↓
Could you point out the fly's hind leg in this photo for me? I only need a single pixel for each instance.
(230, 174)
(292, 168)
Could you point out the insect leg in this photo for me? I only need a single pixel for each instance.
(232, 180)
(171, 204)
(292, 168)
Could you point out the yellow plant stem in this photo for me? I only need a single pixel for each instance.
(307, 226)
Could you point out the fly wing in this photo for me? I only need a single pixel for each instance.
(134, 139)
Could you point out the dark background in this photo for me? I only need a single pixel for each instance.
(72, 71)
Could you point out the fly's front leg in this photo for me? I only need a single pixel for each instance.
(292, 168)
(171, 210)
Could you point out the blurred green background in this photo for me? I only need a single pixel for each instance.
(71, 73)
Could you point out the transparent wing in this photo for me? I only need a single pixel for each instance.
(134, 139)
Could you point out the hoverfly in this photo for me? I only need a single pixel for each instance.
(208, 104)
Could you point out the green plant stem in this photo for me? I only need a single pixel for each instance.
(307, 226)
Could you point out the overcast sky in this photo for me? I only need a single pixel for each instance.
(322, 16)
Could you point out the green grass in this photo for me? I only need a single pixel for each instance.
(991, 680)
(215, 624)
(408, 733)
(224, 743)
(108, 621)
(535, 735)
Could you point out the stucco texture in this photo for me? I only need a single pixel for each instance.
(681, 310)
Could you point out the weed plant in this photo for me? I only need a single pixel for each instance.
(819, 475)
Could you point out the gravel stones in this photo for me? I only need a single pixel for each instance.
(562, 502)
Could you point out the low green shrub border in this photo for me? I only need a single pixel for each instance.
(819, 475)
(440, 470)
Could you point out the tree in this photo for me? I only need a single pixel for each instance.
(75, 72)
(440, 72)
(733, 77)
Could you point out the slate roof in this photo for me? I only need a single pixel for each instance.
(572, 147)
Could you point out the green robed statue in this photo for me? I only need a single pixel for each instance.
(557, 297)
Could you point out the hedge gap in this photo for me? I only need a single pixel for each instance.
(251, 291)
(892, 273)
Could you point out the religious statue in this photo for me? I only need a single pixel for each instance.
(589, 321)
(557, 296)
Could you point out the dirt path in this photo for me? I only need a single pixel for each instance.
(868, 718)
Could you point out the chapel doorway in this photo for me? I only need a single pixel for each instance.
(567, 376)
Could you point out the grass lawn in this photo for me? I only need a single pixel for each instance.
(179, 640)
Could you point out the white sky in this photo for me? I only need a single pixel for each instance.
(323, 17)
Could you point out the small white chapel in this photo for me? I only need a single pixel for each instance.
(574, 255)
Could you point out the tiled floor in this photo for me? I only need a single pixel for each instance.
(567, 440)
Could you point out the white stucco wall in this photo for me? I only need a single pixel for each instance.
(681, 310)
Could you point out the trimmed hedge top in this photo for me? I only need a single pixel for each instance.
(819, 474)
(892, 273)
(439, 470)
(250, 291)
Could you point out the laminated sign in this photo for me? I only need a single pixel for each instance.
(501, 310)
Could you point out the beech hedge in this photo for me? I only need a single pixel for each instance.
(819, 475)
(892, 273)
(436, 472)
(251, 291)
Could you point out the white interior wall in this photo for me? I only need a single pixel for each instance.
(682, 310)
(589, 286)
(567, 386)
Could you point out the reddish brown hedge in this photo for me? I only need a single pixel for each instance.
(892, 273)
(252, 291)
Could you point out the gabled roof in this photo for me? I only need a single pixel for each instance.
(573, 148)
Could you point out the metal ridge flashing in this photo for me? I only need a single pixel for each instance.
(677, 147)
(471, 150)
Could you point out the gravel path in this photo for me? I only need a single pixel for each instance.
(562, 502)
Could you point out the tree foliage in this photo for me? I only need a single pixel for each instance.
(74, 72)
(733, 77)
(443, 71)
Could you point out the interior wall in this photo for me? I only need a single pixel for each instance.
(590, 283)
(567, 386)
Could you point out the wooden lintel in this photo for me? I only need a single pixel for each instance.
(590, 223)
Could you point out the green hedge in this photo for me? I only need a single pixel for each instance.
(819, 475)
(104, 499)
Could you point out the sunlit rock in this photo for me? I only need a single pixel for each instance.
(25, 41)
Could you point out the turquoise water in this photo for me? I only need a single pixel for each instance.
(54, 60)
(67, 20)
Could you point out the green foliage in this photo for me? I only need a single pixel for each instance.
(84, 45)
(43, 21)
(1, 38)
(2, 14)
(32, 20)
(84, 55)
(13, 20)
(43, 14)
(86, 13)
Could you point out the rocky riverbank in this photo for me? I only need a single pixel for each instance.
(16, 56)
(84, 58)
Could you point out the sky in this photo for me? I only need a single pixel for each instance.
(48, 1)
↑
# PROBLEM:
Update all the entries above, replacing every "single pixel" with "one pixel" and leaving everything else unchanged.

# SOLUTION TO THIS PROBLEM:
Could you point out the fly's hind leg in this photo for me? I only need a one pixel for each instance.
(230, 174)
(292, 168)
Could you point out the insect leg in this photo for me? I only need a one pixel for each instance.
(232, 180)
(171, 204)
(292, 168)
Could you point out the yellow plant stem in this photo for me? I only need a one pixel for each instance.
(307, 226)
Could you point out the fly wing in this photo for me? I only need a one pixel for each instance.
(134, 139)
Could you point out the dark background in this photo for me? I only need a one pixel for each instance.
(72, 71)
Could you point out the fly's front leg in this photo for me? I only need a one pixel for each instance.
(292, 168)
(171, 210)
Could you point out the blurred green background in this photo for me? I only need a one pixel for each instance.
(71, 73)
Could you point out the transparent wing in this photo for me? I only need a one pixel for each instance.
(134, 139)
Could you point out the hoverfly in this photo for me? I only need a one pixel for each instance.
(208, 104)
Could you point out the green plant stem in this photo for me? I only need a one pixel for each instance.
(307, 226)
Could you point out the overcast sky in this photo for me? I only need a one pixel for each instance.
(322, 16)
Could you point out the green grass in this photo for me? I only need a one pixel for each instance.
(991, 680)
(215, 624)
(408, 733)
(224, 743)
(108, 621)
(535, 735)
Could you point out the stucco texture in this photo for me? I only need a one pixel for each instance.
(681, 310)
Could you point out the weed plant in this photo for me? I only need a one pixel for each instance.
(819, 475)
Could you point out the gravel stones in this photo for me? I only need a one pixel for each instance.
(562, 502)
Could you point out the low green shrub border in this photo for me? I only need a one pixel for each instance.
(819, 475)
(440, 470)
Could you point out the tree in this photo for me? I only need a one pixel for each instance.
(75, 72)
(440, 72)
(733, 77)
Could you point out the slate roof in this photo for me? I only need a one pixel for each instance.
(572, 147)
Could you point out the green robed statue in this photo for me? I only need a one pixel for each instance.
(557, 297)
Could you point out the hedge gap in this photo for me? I only need a one pixel for each instance.
(251, 291)
(892, 273)
Could you point out the religious statue in this photo for me? I only need a one pixel for each instance.
(589, 321)
(557, 296)
Could you point out the dirt path in this photo for me? I only need a one pixel for each instance.
(868, 718)
Could you point out the chapel doorway in this photo for me? I only need a one pixel for each instance.
(567, 376)
Could you point out the grass lawn in this photo for me? I only need a one pixel for each instance.
(179, 640)
Could you point out the white sky in this photo for me? I only need a one pixel for each instance.
(323, 17)
Could you point out the small white chapel in this photo for me? I only need a one pixel for each instance.
(574, 255)
Could you point out the tiled floor in this photo for me? I only need a one pixel for each instance.
(567, 440)
Could you point out the white stucco wall in this photo for me? I only need a one pixel for each instance.
(681, 310)
Could you point out the trimmed hedge top in this photo for me? I only need a one pixel for each instance.
(819, 474)
(892, 273)
(439, 470)
(250, 291)
Could you point out the laminated sign in this photo for me? I only need a one pixel for each instance.
(501, 310)
Could you point out the beech hedge in this photo for me? I only need a one pixel for each instance.
(819, 475)
(892, 273)
(436, 472)
(251, 291)
Could you point out the white interior wall in this photo for me? I only need a one pixel for each instance.
(682, 310)
(589, 286)
(567, 386)
Could you point out the reddish brown hedge in this photo for me? I only need a one pixel for each instance.
(892, 273)
(252, 291)
Could you point out the gabled roof in this photo for me? I only need a one pixel for each instance.
(573, 148)
Could you point out the metal ridge flashing in this photo for me? I only need a one pixel for each instance.
(677, 147)
(471, 150)
Could you point out the gravel path in this photo for me? I only need a one pixel for each instance.
(562, 502)
Could you point out the tree foliage in this photo for me? I only need a one pixel for each instance.
(74, 72)
(733, 77)
(443, 71)
Could you point out the interior wall in this photo for me? I only need a one pixel for each instance.
(590, 283)
(567, 386)
Could you point out the wooden lintel in this photo for me? I only need a one pixel for each instance.
(590, 223)
Could you point out the green hedge in this photo for me? I only need a one pixel for each instance.
(819, 475)
(104, 499)
Could you point out the sunlit rock in this photo for me? I only need a one pixel for each instance.
(25, 41)
Could you point out the turquoise water in this photo for me? I only need a one pixel for each instance.
(54, 60)
(67, 20)
Could you point out the green foliage in this photo for me? I only need a one pixel for each instance.
(84, 45)
(43, 21)
(1, 38)
(2, 14)
(32, 20)
(84, 55)
(13, 20)
(43, 14)
(86, 13)
Could you point out the rocky riverbank in this photo for me? I only need a one pixel for each instance.
(16, 56)
(84, 58)
Could you point out the sky in this photo for me? I only need a one pixel for each instance.
(48, 1)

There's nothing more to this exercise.